▶ [Material supplied]
*****

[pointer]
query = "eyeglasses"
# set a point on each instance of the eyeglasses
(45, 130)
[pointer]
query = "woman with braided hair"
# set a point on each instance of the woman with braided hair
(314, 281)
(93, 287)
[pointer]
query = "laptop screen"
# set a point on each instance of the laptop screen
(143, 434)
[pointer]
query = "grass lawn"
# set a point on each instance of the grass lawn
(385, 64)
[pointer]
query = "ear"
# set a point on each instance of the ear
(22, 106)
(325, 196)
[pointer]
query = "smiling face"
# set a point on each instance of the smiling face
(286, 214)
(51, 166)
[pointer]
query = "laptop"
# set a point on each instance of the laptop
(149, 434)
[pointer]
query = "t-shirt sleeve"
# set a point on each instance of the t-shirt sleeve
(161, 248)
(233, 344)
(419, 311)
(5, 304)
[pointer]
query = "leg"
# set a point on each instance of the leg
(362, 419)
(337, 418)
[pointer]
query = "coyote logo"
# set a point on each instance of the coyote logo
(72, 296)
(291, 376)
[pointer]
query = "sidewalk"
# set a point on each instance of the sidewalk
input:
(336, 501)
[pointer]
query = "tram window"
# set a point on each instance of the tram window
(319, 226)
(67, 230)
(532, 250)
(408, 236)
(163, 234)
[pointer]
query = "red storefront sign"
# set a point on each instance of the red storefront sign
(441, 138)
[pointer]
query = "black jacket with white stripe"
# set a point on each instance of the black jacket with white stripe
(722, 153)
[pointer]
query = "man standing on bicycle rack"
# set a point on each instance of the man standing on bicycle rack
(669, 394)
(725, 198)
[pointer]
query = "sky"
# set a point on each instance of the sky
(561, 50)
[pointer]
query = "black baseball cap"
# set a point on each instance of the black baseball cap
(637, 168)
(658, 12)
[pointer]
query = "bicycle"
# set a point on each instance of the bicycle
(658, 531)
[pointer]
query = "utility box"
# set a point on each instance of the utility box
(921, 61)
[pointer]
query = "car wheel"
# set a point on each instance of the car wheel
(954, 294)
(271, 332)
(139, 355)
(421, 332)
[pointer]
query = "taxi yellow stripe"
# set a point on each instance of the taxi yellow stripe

*****

▶ [Exercise prompt]
Show each line of the records that contains the string "sidewalk". Treat uppercase and lowercase letters as different.

▶ [Output for this task]
query = "sidewalk"
# set a point on each instance of the sidewalk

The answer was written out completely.